Lay out every line of the listing below as a numbered list, omitting the blank lines.

◆ ◆ ◆

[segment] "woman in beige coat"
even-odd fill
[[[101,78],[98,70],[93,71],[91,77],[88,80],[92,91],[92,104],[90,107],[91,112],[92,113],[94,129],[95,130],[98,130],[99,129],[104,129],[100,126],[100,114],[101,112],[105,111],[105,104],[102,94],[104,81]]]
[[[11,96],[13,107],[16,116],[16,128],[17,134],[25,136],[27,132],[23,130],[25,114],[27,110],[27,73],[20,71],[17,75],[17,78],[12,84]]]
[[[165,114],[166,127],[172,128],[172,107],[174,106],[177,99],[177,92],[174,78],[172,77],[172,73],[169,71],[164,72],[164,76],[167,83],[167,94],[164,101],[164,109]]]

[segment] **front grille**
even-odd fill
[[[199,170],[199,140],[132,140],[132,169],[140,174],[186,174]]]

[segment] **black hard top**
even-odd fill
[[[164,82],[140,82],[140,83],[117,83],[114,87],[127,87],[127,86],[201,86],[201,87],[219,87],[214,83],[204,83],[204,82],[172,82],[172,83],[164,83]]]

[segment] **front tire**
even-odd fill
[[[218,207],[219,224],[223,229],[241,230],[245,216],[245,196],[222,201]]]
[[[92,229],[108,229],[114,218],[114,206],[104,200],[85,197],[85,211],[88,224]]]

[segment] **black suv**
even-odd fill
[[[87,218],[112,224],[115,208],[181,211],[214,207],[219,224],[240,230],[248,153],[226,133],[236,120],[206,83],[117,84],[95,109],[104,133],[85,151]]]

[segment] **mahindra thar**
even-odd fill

◆ ◆ ◆

COMPLETED EXERCISE:
1. [segment] "woman in beige coat"
2. even-odd fill
3. [[[101,78],[98,70],[93,71],[91,77],[88,80],[92,91],[92,104],[90,107],[91,112],[92,113],[94,129],[95,130],[98,130],[99,129],[104,129],[100,126],[100,114],[101,112],[105,111],[105,104],[102,94],[104,81]]]
4. [[[11,96],[13,107],[16,116],[16,128],[17,134],[25,136],[27,132],[23,130],[25,114],[27,110],[27,73],[20,71],[17,75],[17,78],[12,84]]]
5. [[[165,114],[166,127],[172,128],[172,107],[174,106],[177,99],[177,92],[174,78],[172,77],[172,73],[169,71],[164,72],[164,76],[167,83],[167,94],[164,101],[164,109]]]
6. [segment] **front grille**
7. even-odd fill
8. [[[199,170],[199,140],[132,140],[132,169],[140,174],[186,174]]]
9. [segment] **black hard top**
10. even-odd fill
11. [[[164,82],[140,82],[140,83],[117,83],[114,87],[127,87],[127,86],[201,86],[201,87],[219,87],[214,83],[204,83],[204,82],[172,82],[172,83],[164,83]]]
12. [segment] **front tire**
13. even-odd fill
14. [[[218,207],[219,224],[223,229],[241,230],[245,216],[245,196],[222,201]]]
15. [[[92,229],[108,229],[114,218],[114,206],[104,200],[85,197],[85,211],[88,224]]]
16. [segment] **black suv**
17. even-odd fill
18. [[[87,218],[112,224],[115,208],[181,211],[214,207],[219,224],[240,230],[248,153],[226,133],[236,120],[206,83],[117,84],[95,109],[104,133],[85,151]]]
19. [segment] **mahindra thar**
20. even-odd fill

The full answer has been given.